Prompt: Copy out each line below that contains the word "blue".

━━━━

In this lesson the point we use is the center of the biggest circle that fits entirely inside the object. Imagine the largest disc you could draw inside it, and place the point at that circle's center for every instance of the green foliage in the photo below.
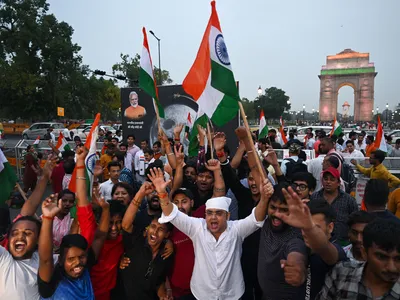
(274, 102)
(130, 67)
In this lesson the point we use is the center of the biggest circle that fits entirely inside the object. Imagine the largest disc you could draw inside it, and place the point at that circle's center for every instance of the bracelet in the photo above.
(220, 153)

━━━━

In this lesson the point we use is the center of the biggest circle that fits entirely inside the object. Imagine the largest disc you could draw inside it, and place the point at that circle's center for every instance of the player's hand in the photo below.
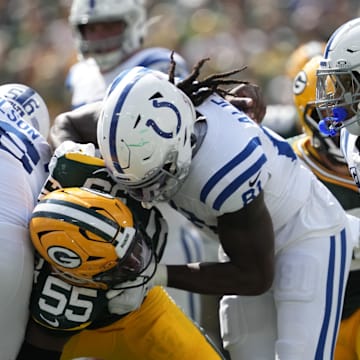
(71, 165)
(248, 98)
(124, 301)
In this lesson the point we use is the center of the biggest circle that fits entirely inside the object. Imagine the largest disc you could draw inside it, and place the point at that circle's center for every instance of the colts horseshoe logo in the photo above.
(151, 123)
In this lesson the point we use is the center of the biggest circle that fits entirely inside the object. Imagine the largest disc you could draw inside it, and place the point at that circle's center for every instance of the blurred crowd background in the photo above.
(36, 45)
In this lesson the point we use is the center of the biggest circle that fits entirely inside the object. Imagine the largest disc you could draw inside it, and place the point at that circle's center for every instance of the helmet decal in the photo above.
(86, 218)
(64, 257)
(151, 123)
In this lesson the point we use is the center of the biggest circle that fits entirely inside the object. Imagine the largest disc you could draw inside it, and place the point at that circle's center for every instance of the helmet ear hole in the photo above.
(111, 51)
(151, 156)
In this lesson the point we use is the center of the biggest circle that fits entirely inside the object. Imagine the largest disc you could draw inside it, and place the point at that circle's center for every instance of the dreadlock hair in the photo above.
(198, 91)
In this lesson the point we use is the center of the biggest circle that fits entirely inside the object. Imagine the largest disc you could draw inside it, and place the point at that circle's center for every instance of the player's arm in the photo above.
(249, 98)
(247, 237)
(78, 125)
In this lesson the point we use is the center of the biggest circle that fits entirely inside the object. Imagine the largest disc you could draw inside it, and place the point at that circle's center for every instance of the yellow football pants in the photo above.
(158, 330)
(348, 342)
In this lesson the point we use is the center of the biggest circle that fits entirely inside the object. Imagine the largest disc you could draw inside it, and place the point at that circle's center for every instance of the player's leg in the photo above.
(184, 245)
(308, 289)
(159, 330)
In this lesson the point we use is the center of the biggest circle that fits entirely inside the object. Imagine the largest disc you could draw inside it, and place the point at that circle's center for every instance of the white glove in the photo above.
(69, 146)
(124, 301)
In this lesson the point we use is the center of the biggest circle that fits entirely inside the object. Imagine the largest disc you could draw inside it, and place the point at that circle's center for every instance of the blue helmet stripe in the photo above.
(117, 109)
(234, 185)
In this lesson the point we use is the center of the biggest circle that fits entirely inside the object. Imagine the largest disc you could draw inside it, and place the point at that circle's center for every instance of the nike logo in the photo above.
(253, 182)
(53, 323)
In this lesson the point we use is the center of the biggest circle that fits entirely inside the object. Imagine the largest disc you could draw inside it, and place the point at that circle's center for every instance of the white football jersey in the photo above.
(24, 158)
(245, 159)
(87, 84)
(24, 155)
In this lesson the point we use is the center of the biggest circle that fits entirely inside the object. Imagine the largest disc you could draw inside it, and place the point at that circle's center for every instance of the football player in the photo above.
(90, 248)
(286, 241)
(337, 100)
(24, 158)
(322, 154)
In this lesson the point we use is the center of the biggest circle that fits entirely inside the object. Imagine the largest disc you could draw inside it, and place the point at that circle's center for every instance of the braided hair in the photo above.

━━━━

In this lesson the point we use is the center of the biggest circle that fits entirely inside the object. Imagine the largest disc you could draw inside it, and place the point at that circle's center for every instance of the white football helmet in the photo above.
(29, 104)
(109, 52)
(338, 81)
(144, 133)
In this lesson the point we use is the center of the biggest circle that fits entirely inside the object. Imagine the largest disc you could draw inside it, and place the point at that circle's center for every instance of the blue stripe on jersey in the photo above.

━━━━

Exercise response:
In this lesson the point we use is the center of the biggest circle that fits entirely inside the object. Imagine the largest disc you could draw inside it, and place the point at that circle's center for every instance of the blue helmet stripe in the photo above.
In this lesson the point we use is the center of the biggest circle that fits entirely inside the object. Imagine the largest disc you could draw inside it, and place the point at that circle's center for every instance of the blue stripe on jersey in the photo above.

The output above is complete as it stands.